La lista de candidatos y lugares, que se avecina espinosa y hasta
explosiva, ya está elaborada, aunque el director se reserva los
nombres. Según García López, “se ha contado
con la opinión de colectivos y expertos nacionales e
internacionales” y no responde “a caprichos sino a
criterios objetivos y razonados". “Elegir es crear
agravios”, admite. ¿No resultan contradictorios los
discursos de Las Artes y Medio Ambiente? “No, son perfectamente
coherentes. Al igual que no se puede jugar un partido de fútbol
en plena Castellana, el arte tampoco puede manifestarse en cualquier
sitio que no esté previsto ni establecido”, opina el
director, que añade, por si quedaba alguna duda, que el
régimen de sanciones se mantendrá.

### FILAS EXTRAÍDAS

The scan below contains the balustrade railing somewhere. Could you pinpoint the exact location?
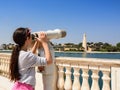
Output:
[0,54,120,90]
[56,57,120,90]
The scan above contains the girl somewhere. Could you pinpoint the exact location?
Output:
[10,27,52,90]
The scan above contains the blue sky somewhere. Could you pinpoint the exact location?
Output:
[0,0,120,45]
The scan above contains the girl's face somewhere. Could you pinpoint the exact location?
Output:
[26,30,32,48]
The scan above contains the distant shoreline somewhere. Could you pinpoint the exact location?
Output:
[55,51,120,53]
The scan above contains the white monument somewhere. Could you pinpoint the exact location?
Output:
[82,33,87,52]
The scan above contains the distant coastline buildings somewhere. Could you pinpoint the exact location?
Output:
[0,33,120,52]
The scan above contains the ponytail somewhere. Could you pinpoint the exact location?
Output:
[10,45,20,81]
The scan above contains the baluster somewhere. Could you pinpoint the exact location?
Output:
[72,65,80,90]
[100,66,110,90]
[80,66,90,90]
[89,66,100,90]
[64,65,72,90]
[57,64,64,90]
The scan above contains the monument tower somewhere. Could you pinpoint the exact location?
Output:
[82,33,87,52]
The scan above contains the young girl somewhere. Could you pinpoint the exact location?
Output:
[10,27,52,90]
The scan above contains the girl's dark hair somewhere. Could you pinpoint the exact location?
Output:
[10,27,30,81]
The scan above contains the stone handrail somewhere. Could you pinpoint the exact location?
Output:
[0,54,120,90]
[56,57,120,90]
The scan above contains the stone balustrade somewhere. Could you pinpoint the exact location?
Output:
[0,54,120,90]
[56,57,120,90]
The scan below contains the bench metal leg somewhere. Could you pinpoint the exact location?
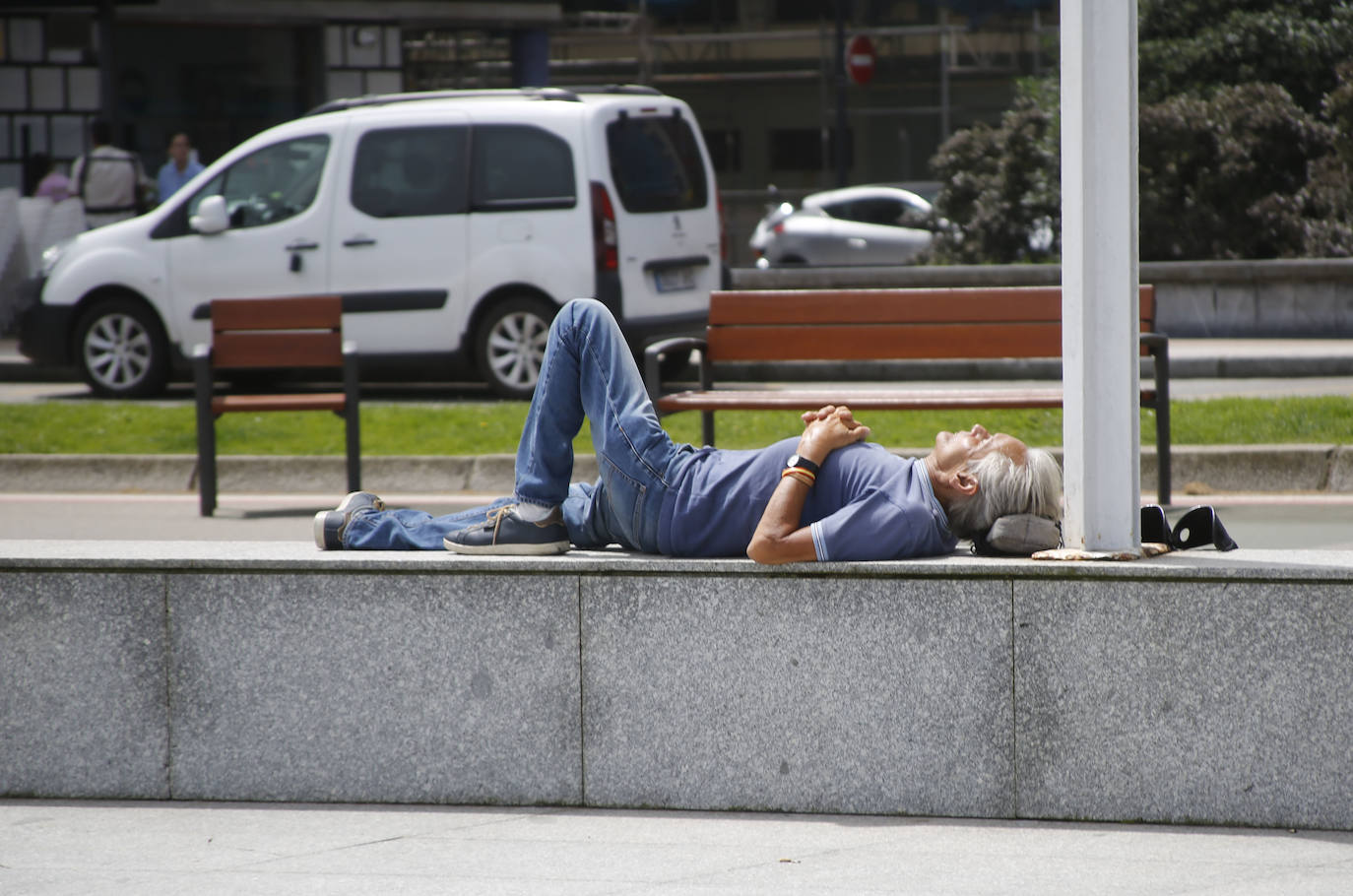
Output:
[193,357,217,517]
[344,408,361,491]
[343,346,361,491]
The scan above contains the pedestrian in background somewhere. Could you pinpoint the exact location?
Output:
[32,153,70,203]
[159,133,202,202]
[70,119,155,230]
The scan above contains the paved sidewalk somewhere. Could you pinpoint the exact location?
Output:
[0,800,1353,896]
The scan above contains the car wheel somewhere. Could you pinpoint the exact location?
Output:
[76,299,169,398]
[475,296,558,400]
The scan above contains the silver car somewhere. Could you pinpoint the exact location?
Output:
[749,185,934,268]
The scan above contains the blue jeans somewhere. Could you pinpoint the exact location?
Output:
[344,299,691,553]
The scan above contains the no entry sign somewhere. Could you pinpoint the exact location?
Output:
[846,33,875,87]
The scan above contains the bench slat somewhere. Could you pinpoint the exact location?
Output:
[656,389,1063,412]
[708,324,1063,361]
[211,295,343,330]
[211,393,348,416]
[211,330,343,368]
[709,285,1155,330]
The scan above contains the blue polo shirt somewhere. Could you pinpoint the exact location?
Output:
[658,436,958,561]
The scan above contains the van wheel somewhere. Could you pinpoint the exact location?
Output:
[475,295,558,400]
[76,299,169,398]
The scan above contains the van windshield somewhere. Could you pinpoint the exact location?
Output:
[607,115,709,213]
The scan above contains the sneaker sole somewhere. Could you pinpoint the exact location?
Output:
[314,510,334,550]
[441,539,569,556]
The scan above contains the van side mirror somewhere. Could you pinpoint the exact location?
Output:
[188,194,230,235]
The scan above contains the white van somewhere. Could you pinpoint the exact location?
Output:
[21,87,724,398]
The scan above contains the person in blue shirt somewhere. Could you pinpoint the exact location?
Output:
[157,134,202,202]
[312,299,1061,563]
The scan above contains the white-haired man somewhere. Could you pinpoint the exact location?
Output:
[314,299,1061,563]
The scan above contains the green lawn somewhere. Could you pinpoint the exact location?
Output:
[0,397,1353,455]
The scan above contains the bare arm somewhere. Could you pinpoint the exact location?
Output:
[746,405,869,563]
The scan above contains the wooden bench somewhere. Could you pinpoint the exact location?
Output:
[644,286,1171,506]
[192,295,361,517]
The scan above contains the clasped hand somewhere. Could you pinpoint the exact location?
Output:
[799,405,869,463]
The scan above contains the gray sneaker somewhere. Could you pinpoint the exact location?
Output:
[314,491,386,550]
[442,503,568,555]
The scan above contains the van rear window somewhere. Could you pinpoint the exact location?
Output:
[607,115,709,213]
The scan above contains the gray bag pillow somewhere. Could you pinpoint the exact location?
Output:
[973,513,1063,556]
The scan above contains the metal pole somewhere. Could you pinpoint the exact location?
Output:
[832,0,850,187]
[1063,0,1140,553]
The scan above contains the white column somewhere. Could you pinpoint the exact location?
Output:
[1061,0,1140,550]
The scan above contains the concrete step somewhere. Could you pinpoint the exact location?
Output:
[0,540,1353,830]
[0,445,1353,501]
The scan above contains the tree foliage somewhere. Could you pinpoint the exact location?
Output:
[931,0,1353,263]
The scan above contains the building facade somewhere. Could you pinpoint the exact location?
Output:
[0,0,1057,263]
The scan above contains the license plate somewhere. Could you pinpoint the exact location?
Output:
[654,268,695,292]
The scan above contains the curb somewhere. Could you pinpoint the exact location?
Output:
[0,445,1353,496]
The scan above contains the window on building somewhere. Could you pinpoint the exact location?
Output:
[703,130,742,174]
[770,127,855,170]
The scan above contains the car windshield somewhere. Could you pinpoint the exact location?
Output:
[821,196,929,227]
[607,115,709,211]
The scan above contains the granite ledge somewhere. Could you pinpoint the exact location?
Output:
[0,539,1353,583]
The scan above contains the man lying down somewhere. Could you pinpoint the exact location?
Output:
[314,299,1061,563]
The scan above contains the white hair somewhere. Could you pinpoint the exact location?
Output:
[948,448,1063,539]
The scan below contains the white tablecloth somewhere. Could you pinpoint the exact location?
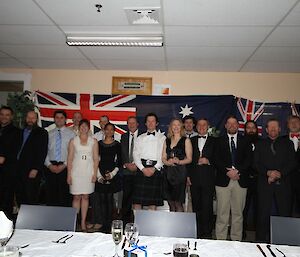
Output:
[8,230,300,257]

### QUÉ SE PIDE
Repite literalmente la parte del fragmento sobre la lista de candidatos y lugares que empieza en "La lista de" y sigue hasta "sanciones se mantendrá.". No hace falta usar las filas.

### RESPUESTA
La lista de candidatos y lugares, que se avecina espinosa y hasta
explosiva, ya está elaborada, aunque el director se reserva los
nombres. Según García López, “se ha contado
con la opinión de colectivos y expertos nacionales e
internacionales” y no responde “a caprichos sino a
criterios objetivos y razonados". “Elegir es crear
agravios”, admite. ¿No resultan contradictorios los
discursos de Las Artes y Medio Ambiente? “No, son perfectamente
coherentes. Al igual que no se puede jugar un partido de fútbol
en plena Castellana, el arte tampoco puede manifestarse en cualquier
sitio que no esté previsto ni establecido”, opina el
director, que añade, por si quedaba alguna duda, que el
régimen de sanciones se mantendrá.